» EXERCISE TEXT

========================================

Scientific classification
- Kingdom: Animalia
- Phylum: Chordata
- Class: Actinopterygii
- Order: Clupeiformes
- Family: Engraulidae
- Genus: Encrasicholina
- Species: E. purpurea
- Binomial name: Encrasicholina purpurea (Fowler, 1900)

= Encrasicholina purpurea =

- Authority: (Fowler, 1900)
- Conservation status: LC

Species of ray-finned fish

Encrasicholina purpurea, the Hawaiian anchovy, known in Hawaiian as nehu, is an anchovy of the family Engraulidae that is endemic to the Hawaiian Islands. This species was previously known as Stolephorus purpurea, but it has since changed to Encrasicholina purpurea. They are often used as bait fish.

==Description==
The Hawaiian anchovy is similar to the buccaneer anchovy in having a cylindrical body, but differs in having fewer gillrakers and a shorter maxilla. They typically reach lengths of about 7.5 cm. They also tend to live to about 6 months old. The mouth of the E. purpurea is in a downward slant with a wide opening and small teeth inside. They tend to bite their prey instead of swallowing whole or filtering.

========================================

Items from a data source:
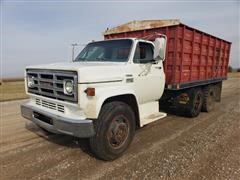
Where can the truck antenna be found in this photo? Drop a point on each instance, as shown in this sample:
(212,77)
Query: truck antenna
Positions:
(73,50)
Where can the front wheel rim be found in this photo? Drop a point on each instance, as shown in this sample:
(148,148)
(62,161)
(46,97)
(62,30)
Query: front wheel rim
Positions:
(118,132)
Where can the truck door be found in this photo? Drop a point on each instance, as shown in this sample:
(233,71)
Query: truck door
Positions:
(149,78)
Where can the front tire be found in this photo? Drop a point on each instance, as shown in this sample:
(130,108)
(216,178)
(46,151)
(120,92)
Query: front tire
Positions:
(114,130)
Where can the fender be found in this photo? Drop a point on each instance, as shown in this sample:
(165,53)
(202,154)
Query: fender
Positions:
(94,105)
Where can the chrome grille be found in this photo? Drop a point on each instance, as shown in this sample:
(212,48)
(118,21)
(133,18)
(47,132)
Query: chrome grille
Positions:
(50,105)
(49,83)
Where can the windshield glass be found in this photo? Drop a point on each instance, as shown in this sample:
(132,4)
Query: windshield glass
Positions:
(114,50)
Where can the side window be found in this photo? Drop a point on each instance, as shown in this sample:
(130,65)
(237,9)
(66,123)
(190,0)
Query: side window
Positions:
(143,53)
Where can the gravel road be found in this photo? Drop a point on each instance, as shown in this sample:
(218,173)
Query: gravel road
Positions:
(206,147)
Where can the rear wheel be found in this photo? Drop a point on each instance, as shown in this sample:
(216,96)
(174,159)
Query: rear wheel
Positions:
(196,100)
(114,129)
(208,99)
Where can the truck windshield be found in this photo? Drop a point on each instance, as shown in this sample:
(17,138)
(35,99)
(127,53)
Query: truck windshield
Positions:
(113,50)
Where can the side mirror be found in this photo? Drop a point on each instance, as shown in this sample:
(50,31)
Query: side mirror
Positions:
(160,47)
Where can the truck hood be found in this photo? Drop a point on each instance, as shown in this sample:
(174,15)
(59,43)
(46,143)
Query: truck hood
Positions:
(88,72)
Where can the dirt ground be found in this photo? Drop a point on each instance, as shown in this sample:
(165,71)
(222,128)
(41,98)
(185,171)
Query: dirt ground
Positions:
(206,147)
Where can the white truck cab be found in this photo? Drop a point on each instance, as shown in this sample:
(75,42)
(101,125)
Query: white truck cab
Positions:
(110,89)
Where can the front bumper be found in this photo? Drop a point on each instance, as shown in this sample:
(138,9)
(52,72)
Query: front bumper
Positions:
(58,124)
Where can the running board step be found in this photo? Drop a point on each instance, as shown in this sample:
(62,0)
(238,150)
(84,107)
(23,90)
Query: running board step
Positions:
(152,118)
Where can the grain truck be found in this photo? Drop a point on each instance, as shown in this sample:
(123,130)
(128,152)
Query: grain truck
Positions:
(119,84)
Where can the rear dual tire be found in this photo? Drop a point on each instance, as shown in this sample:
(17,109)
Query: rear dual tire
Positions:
(208,99)
(195,103)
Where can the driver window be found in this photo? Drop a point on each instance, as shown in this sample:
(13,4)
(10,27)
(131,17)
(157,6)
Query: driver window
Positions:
(143,53)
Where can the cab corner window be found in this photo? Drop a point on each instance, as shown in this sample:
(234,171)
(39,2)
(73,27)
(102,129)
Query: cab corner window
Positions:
(143,53)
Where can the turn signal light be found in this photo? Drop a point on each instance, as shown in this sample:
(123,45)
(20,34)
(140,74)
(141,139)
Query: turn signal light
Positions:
(90,91)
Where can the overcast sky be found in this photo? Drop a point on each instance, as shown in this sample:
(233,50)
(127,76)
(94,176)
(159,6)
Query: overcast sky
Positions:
(42,31)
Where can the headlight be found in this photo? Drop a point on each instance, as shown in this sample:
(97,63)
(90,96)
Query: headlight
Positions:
(30,81)
(68,87)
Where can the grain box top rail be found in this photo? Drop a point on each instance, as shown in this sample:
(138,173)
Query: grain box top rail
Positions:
(148,24)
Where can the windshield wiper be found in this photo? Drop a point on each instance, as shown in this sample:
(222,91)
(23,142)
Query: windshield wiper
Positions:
(100,58)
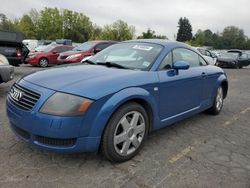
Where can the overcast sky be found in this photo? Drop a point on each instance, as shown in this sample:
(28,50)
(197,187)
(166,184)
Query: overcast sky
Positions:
(159,15)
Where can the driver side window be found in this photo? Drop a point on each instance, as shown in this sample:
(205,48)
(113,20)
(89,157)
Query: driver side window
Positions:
(166,62)
(183,54)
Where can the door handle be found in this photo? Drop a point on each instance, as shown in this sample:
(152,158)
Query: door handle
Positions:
(203,74)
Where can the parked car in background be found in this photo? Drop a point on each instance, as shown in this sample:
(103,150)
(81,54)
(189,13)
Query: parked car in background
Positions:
(112,101)
(47,56)
(6,70)
(233,59)
(210,57)
(30,44)
(64,42)
(85,49)
(12,47)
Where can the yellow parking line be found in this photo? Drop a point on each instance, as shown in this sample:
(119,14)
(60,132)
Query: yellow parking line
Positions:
(181,154)
(245,111)
(227,123)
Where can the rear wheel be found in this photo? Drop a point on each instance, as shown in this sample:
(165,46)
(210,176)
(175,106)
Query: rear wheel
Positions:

========================================

» TASK OBJECTIVE
Transcribe the passage of the Hawaiian anchovy text above that lies between "Species of ray-finned" and "whole or filtering.", inclusive.

» SOLUTION TO THE PROBLEM
Species of ray-finned fish

Encrasicholina purpurea, the Hawaiian anchovy, known in Hawaiian as nehu, is an anchovy of the family Engraulidae that is endemic to the Hawaiian Islands. This species was previously known as Stolephorus purpurea, but it has since changed to Encrasicholina purpurea. They are often used as bait fish.

==Description==
The Hawaiian anchovy is similar to the buccaneer anchovy in having a cylindrical body, but differs in having fewer gillrakers and a shorter maxilla. They typically reach lengths of about 7.5 cm. They also tend to live to about 6 months old. The mouth of the E. purpurea is in a downward slant with a wide opening and small teeth inside. They tend to bite their prey instead of swallowing whole or filtering.